▶ DOCUMENT EXTRACT:
- - - - -
Figures 24a-24c illustrate the adhesive 300 applied as strips of adhesive, while Figures
25a and 25b illustrate the adhesive 300 applied as beads B of adhesive. In embodiments
where the re-stickable adhesive is provided by say GLUE DOTS
™ adhesive dots, the dots can be applied by machine16.
[0239] In the present embodiments the quantity of re-stickable adhesive 300 is applied in
three spaced apart lines extending in a longitudinal direction L of a panel 12. However
as will be explained in greater detail below, the adhesive material 300 may be applied
in different configurations. The re-stickable adhesive material 300 is covered by
one or more release strips 302. In the depicted embodiment a separate release strip
302 is applied individually to each individual line of adhesive material 300. However
in an alternate embodiment, a single release strip having dimensions substantially
the same as dimensions of the major surface 16 may be applied to the quantity of re-stickable
adhesive 300. In that instance, when using the substrate 12, an installer need peel
off only one release strip 302 rather than a number of separate release strips.
[0240] Figures 24c and 25b depict the use of the adhesive based surface covering systems
on an underlying surface 304 which may, for example, be a concrete pad. In order to
apply the panel 12 the release strips 302 are removed and the panel 12 is applied
with surface 16 directed toward or facing the surface 304. By contacting the adhesive
material 300 to the surface 304 and applying downward pressure, the panel 12 is adhered
to the surface 304. Additional panel 12 can be likewise adhered to a surface 304 and
tessellated to form a surface covering. The adhesive material 300 is sufficiently
tacky and strong to adhere to the surface 304 with sufficient force to prevent lifting
or separation between the panel 12 and surface 304 under normal use conditions. It
is believed that providing the adhesive in the form of beads B (Figures 25a and 25b)
may provide greater horizontal movement which typically occurs with changes in environmental
conditions (e.g.temperature and humidity). This stems from the rounded nature of the
beads B which may facilitate an easier rolling or shear rolling effect than the strips
of adhesive.
[0241] Removal of a damaged panel (either with no joint system or with joint system of a
type described herein above, i.e. a vertical joint system) can be performed in the
same manner as described herein above in relation to Figures 6a-6s. That is, a damaged
panel is removed vertically by use of one or more jacks 92. Figures 26a - 26e depict
in part the removal of a damaged panel 12b of a semi-floating surface covering system
which includes adjoined panels 12a and 12c. Each of the panels in the semi-floating
floor system is formed with a joint system 10 which may be in accordance with any
one of the embodiments of the joint system described above. In addition beads B of
adhesive material 300 adhere the panels 12 to the underlying surface 90. In this particular
embodiment there are no beads of adhesive material in between the joints Jm and Jf
of the joint system 10. However in alternate embodiments such adhesive material may
be provided. In terms of the process for removal of the panel 12b the provision of
additional adhesive between the joints Jm and Jf is of no consequence. That is, the
removal process remains the same as irrespective of whether or not adhesive material
exists between the joints Jm and Jf.
- - - - -
A sequence of lines:
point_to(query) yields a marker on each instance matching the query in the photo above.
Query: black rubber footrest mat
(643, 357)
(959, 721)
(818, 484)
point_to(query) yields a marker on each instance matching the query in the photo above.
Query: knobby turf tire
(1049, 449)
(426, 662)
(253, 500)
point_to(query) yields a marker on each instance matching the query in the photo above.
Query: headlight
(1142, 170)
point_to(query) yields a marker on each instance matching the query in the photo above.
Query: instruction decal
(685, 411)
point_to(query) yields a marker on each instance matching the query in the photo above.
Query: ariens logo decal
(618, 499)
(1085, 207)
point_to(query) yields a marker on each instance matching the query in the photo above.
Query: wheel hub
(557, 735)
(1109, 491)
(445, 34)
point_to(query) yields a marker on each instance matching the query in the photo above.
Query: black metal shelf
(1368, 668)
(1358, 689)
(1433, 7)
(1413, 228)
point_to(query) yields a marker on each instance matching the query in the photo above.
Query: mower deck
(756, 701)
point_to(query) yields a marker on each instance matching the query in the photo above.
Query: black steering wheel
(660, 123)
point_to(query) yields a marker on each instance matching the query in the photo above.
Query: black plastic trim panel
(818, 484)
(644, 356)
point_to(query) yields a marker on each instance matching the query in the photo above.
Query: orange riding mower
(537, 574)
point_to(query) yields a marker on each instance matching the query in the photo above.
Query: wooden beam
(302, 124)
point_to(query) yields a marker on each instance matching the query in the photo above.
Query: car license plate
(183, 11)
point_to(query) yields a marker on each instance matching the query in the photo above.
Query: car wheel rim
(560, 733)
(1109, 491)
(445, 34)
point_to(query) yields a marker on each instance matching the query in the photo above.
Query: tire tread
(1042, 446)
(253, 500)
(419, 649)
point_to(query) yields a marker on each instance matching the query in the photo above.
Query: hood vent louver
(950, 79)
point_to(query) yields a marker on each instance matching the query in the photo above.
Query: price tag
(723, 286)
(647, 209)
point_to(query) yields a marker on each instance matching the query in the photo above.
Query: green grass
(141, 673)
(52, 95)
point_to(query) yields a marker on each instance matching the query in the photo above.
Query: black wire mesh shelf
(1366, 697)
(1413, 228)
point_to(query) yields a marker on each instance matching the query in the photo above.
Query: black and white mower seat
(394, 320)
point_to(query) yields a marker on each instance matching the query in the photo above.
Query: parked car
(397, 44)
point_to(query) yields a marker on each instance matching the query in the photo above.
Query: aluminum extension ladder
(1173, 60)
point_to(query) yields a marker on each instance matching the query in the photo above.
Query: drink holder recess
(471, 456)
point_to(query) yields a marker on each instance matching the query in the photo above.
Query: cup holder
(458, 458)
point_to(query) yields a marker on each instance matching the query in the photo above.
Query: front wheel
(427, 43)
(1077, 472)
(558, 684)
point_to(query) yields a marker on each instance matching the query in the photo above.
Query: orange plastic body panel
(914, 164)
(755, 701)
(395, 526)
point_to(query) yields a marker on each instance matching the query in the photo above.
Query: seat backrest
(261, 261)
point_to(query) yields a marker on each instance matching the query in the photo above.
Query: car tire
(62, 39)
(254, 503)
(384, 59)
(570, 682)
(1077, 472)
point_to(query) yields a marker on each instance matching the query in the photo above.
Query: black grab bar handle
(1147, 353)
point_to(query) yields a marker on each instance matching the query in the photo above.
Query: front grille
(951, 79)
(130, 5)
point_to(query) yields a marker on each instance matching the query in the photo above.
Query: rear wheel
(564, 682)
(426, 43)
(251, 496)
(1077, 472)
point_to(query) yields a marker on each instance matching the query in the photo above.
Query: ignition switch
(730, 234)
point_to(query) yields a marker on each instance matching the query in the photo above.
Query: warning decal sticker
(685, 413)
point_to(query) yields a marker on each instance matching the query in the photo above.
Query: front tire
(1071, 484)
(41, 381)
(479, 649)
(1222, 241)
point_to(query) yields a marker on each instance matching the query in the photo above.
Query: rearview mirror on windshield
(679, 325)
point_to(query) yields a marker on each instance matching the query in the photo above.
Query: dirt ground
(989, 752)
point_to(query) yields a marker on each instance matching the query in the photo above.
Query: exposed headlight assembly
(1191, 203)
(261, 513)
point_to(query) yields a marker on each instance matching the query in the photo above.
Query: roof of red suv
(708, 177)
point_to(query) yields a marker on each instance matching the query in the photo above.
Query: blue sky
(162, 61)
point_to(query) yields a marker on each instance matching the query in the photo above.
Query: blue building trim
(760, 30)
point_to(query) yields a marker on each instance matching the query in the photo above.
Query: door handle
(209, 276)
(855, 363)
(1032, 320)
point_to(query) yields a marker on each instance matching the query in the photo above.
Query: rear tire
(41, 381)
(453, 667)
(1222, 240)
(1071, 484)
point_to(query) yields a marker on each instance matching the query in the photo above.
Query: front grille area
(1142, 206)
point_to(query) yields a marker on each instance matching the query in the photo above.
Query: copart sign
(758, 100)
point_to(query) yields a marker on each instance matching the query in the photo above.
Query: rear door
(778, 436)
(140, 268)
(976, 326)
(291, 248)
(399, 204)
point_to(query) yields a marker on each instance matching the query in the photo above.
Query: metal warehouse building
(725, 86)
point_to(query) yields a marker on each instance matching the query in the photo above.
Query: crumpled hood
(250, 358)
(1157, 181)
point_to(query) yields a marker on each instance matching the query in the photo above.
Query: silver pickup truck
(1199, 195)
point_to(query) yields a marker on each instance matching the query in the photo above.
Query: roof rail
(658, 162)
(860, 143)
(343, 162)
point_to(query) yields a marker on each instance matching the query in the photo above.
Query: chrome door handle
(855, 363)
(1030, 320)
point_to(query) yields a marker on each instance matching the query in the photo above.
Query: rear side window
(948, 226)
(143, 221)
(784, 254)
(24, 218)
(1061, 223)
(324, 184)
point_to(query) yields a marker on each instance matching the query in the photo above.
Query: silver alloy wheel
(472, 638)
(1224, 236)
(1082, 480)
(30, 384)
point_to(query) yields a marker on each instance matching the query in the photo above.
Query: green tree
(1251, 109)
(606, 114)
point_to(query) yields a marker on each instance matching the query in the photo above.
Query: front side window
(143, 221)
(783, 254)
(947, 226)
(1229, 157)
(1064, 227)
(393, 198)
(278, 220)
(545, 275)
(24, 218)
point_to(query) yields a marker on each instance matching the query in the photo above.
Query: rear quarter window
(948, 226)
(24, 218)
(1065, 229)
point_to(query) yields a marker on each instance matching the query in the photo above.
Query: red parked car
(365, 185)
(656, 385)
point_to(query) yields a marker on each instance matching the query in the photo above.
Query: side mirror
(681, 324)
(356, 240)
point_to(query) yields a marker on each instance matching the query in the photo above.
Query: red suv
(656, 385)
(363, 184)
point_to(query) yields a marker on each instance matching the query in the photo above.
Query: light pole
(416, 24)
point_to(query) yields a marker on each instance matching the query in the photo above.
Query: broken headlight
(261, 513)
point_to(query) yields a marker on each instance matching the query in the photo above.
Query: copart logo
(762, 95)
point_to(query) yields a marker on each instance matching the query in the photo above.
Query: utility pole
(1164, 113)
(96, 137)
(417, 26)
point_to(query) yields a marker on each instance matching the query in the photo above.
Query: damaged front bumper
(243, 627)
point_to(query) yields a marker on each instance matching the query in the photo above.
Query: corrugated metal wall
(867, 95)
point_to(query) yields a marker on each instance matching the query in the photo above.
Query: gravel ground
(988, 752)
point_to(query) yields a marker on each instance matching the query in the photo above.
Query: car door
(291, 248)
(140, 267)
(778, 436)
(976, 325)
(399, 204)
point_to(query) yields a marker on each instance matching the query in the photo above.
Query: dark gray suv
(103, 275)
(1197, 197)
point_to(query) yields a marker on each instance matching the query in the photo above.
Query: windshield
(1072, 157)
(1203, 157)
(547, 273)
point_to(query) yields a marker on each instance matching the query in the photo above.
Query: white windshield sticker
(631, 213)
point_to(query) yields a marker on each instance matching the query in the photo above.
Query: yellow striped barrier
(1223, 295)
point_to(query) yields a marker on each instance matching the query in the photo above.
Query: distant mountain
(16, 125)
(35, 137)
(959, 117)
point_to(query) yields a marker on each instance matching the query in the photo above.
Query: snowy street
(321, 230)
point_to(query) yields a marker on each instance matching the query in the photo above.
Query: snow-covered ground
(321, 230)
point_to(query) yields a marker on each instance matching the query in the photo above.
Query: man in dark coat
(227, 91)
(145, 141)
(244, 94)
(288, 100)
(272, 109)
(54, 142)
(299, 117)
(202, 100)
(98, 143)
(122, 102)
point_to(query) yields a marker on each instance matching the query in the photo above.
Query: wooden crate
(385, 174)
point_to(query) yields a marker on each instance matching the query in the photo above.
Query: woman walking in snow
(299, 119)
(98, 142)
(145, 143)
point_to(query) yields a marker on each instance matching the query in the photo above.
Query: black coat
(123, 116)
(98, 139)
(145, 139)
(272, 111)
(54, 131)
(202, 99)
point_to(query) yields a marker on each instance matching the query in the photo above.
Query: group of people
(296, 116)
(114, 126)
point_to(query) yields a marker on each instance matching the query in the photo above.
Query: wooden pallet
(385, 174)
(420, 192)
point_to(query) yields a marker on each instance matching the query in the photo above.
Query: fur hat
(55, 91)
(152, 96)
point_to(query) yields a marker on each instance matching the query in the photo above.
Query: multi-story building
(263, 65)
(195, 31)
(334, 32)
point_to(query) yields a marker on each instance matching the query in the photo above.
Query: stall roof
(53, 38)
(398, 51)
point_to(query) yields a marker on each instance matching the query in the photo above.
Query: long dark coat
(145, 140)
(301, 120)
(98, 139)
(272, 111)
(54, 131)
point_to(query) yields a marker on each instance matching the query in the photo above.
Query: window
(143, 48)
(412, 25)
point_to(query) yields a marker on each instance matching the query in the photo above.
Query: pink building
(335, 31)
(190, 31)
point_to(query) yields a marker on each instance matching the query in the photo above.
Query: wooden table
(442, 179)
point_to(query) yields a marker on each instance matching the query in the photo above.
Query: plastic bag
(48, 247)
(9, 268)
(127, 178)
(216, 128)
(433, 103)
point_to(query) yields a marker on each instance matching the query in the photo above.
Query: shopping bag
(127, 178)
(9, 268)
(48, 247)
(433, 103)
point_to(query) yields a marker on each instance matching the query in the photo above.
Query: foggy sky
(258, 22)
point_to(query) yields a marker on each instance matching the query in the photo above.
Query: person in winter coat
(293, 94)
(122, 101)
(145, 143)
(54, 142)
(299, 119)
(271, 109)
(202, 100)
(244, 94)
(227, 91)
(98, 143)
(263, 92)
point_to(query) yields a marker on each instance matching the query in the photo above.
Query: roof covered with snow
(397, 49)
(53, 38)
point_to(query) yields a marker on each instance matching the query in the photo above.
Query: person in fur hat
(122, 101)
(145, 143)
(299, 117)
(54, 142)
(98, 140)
- - - - -
▶ PROBLEM SET:
(1) According to the passage on panel adhesive, what is given as an example of the underlying surface 304?
(2) Write out the passage on panel adhesive word for word, from "Figures 24a-24c illustrate" down to "applied by machine16.".
These lines have no connection to the passage on panel adhesive.

▶ RESULTS:
(1) A concrete pad.

(2)
Figures 24a-24c illustrate the adhesive 300 applied as strips of adhesive, while Figures
25a and 25b illustrate the adhesive 300 applied as beads B of adhesive. In embodiments
where the re-stickable adhesive is provided by say GLUE DOTS
™ adhesive dots, the dots can be applied by machine16.